- Problem requirements -
Locate every line in the data that contains the word "road" and copy each of those lines out in full.

- Stored data -
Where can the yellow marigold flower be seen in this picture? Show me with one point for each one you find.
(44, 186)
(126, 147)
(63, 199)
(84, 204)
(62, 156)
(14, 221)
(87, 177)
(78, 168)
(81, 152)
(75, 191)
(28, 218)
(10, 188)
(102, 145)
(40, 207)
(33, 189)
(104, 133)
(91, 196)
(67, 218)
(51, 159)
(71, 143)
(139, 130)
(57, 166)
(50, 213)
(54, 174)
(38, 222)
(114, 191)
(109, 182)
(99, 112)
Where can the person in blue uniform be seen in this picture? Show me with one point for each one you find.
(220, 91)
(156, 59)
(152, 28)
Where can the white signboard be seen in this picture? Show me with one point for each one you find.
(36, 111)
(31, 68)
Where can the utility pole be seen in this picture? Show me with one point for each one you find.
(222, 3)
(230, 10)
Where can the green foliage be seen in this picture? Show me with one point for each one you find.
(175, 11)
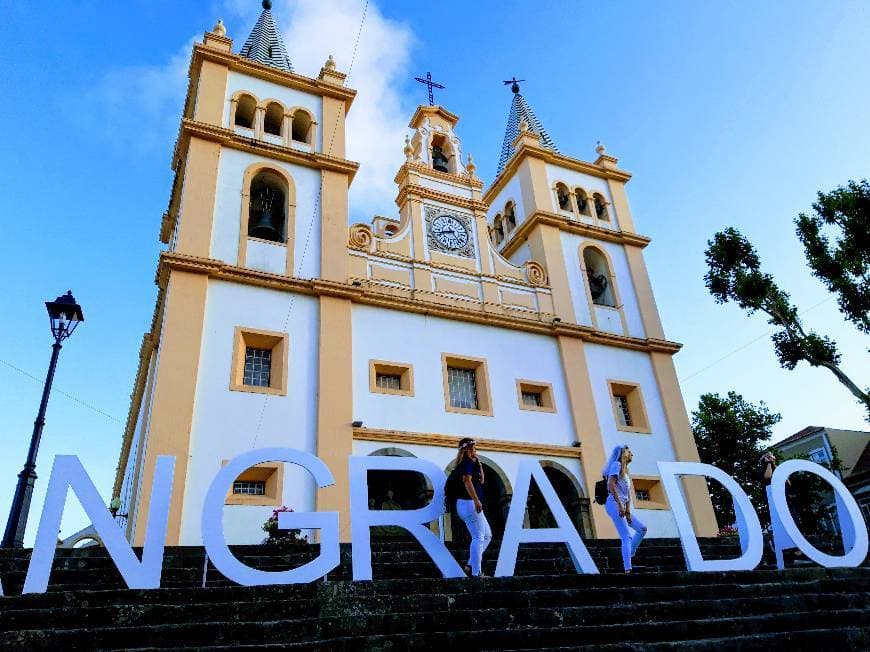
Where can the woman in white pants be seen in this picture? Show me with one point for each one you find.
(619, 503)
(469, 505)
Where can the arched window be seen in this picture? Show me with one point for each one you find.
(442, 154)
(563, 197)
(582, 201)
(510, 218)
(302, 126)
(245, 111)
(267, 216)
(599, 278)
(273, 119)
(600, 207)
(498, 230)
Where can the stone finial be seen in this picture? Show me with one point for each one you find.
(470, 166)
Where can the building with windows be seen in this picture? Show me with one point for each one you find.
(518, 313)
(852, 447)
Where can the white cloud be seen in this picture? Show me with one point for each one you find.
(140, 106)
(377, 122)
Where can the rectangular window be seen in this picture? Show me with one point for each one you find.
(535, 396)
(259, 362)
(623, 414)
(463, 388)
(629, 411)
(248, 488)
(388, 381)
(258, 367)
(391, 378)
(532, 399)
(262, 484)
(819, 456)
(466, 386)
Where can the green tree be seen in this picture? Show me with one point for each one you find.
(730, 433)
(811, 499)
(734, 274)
==
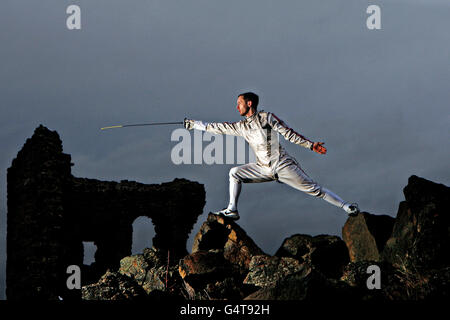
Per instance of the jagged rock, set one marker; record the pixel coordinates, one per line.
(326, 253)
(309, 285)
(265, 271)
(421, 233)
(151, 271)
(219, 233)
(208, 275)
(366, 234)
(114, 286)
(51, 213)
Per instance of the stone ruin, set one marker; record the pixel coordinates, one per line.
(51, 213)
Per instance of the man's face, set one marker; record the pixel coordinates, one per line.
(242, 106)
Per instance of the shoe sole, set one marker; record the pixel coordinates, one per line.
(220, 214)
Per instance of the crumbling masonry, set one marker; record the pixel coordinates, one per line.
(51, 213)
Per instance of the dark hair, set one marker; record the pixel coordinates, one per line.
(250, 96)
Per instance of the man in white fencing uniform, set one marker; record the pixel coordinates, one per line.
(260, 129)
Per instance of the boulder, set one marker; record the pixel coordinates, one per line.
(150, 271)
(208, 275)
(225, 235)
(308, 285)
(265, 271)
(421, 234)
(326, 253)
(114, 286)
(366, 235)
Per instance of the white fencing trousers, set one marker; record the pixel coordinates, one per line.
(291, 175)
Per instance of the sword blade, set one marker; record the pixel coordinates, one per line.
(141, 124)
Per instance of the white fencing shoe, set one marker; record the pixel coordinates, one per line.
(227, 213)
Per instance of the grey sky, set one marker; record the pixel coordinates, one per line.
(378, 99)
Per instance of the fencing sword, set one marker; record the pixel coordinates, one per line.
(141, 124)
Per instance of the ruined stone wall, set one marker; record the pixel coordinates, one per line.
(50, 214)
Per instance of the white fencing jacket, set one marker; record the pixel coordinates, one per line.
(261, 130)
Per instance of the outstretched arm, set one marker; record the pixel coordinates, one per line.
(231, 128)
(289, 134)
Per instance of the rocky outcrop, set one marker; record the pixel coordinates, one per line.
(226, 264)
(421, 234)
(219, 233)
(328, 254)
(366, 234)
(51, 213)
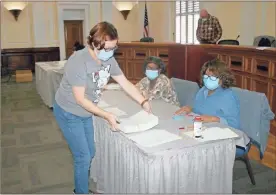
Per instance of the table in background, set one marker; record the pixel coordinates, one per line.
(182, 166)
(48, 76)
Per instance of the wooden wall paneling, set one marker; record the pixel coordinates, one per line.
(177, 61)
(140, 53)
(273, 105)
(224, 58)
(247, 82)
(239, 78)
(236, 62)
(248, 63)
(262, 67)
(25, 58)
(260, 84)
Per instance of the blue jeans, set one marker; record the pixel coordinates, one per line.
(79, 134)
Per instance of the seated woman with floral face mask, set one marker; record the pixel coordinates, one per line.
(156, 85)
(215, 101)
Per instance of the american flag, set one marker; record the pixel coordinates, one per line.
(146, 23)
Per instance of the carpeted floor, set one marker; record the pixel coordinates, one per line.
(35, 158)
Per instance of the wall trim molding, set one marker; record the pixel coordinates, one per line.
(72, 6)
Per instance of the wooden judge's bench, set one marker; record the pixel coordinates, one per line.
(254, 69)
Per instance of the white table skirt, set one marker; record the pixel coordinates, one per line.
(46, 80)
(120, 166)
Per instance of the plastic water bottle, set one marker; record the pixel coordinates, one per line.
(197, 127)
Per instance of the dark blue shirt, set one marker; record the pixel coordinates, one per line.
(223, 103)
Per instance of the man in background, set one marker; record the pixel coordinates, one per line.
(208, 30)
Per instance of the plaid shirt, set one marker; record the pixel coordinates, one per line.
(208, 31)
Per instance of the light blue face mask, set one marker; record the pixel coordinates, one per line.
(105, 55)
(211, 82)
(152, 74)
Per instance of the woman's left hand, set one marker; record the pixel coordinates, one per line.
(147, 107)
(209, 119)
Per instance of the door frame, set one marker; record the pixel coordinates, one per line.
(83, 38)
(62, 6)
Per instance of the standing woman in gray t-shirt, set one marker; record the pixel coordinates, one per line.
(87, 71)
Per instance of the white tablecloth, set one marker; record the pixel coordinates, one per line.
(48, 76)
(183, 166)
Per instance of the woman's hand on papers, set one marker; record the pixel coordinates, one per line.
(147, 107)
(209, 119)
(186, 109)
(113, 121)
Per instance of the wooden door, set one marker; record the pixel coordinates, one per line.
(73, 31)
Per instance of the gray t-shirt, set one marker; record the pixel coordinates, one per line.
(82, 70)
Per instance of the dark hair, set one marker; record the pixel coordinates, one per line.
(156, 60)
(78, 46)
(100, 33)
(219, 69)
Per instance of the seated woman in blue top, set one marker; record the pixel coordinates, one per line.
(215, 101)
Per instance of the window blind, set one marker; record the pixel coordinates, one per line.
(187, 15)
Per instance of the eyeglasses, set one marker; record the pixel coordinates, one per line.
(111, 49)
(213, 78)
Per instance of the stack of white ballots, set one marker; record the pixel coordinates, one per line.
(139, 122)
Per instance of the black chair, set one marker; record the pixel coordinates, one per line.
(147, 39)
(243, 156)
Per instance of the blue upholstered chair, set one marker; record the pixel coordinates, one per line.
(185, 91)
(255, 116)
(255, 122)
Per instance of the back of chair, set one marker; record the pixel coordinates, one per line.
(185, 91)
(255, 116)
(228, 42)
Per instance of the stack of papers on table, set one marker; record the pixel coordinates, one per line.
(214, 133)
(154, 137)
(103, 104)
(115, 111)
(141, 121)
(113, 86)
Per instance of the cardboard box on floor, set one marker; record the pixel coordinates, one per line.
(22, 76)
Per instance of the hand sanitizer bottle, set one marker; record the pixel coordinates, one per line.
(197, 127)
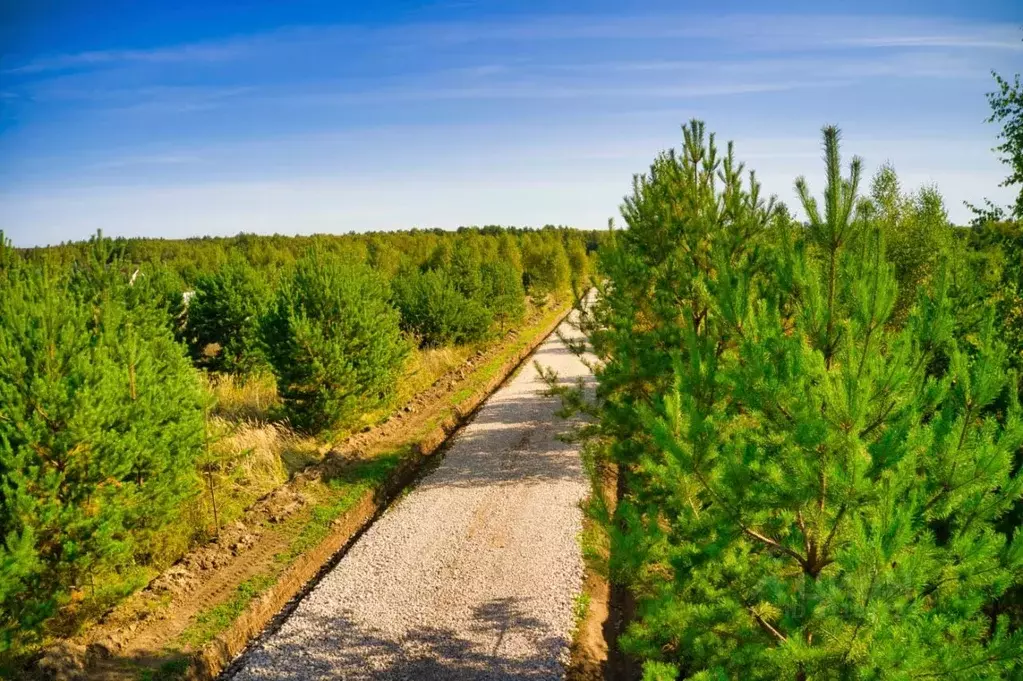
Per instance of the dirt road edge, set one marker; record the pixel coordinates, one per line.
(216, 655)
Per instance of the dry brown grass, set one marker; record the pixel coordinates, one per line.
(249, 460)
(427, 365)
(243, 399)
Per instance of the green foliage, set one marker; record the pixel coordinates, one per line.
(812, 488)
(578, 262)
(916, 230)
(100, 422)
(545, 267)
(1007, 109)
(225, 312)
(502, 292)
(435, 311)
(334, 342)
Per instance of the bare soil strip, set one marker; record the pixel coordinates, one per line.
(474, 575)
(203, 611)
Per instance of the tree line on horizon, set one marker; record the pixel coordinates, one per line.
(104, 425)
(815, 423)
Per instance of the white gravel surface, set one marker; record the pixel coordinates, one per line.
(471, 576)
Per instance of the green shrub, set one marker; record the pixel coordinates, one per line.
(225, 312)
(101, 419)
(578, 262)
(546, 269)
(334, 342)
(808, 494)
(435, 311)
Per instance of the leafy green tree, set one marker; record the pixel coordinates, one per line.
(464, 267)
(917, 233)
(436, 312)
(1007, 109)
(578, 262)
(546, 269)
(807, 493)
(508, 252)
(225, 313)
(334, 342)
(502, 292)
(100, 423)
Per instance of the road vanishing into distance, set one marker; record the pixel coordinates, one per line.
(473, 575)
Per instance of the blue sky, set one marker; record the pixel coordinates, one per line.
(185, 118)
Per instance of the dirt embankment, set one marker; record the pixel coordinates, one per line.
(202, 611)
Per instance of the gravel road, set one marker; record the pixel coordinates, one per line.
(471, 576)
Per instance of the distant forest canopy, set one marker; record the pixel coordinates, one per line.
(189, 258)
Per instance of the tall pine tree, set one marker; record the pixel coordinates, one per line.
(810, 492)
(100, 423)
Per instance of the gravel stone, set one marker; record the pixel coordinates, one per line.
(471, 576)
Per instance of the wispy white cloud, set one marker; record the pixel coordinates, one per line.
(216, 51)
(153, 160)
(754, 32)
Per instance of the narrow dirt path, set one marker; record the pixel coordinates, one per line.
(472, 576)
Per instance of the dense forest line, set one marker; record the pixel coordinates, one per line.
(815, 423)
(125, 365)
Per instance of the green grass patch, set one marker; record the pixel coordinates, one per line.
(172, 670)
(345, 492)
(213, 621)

- Solution to this problem -
Per instance of the dirt road edge, set one marker; record the pixel coordinates, one per line.
Per instance of the road vanishing into distance, set one marker; record the pixel coordinates, one per line.
Per instance of the gravel road, set one marker; record the pixel coordinates, one per line.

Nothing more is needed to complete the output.